→ Instruction: Faithfully return all lines, omitting every embedded picture.

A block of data
= = = = = = =

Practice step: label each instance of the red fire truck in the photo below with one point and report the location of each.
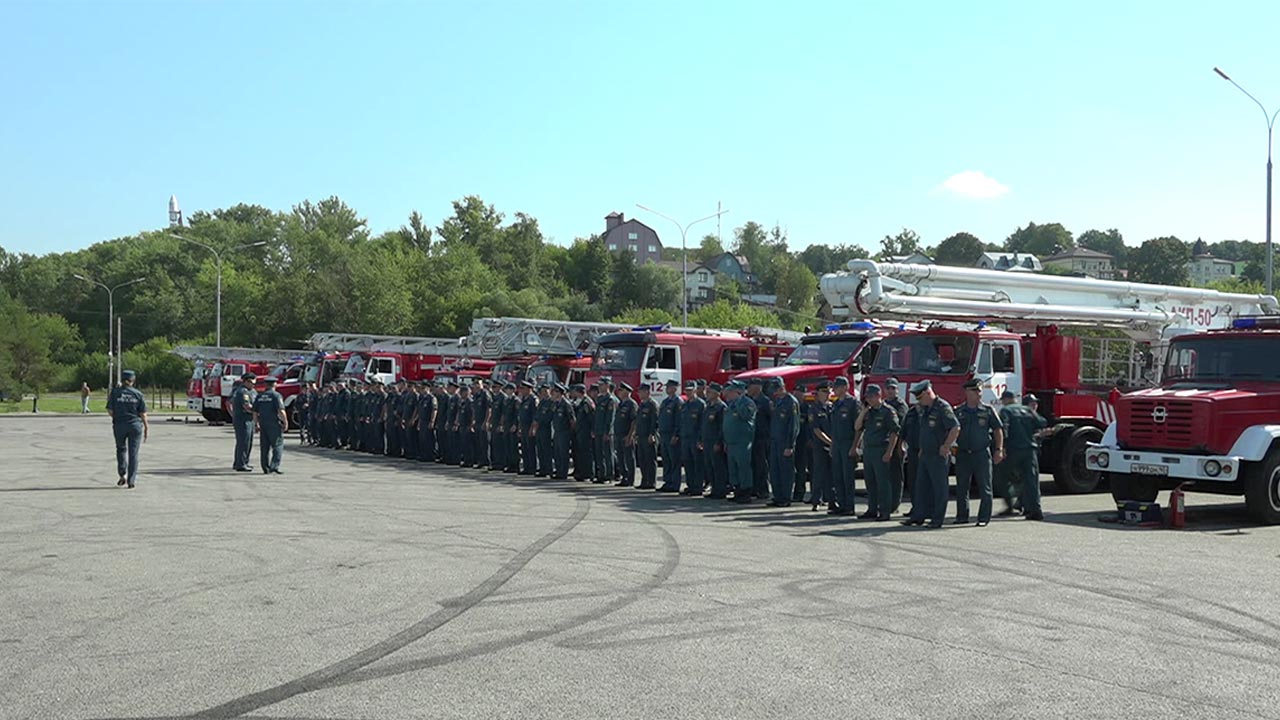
(1212, 425)
(1124, 328)
(653, 355)
(840, 349)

= = = = = = =

→ In response:
Practice step: label each instance of the red fire truck in the photo below with one point and report the location of each.
(1212, 425)
(1124, 328)
(653, 355)
(840, 349)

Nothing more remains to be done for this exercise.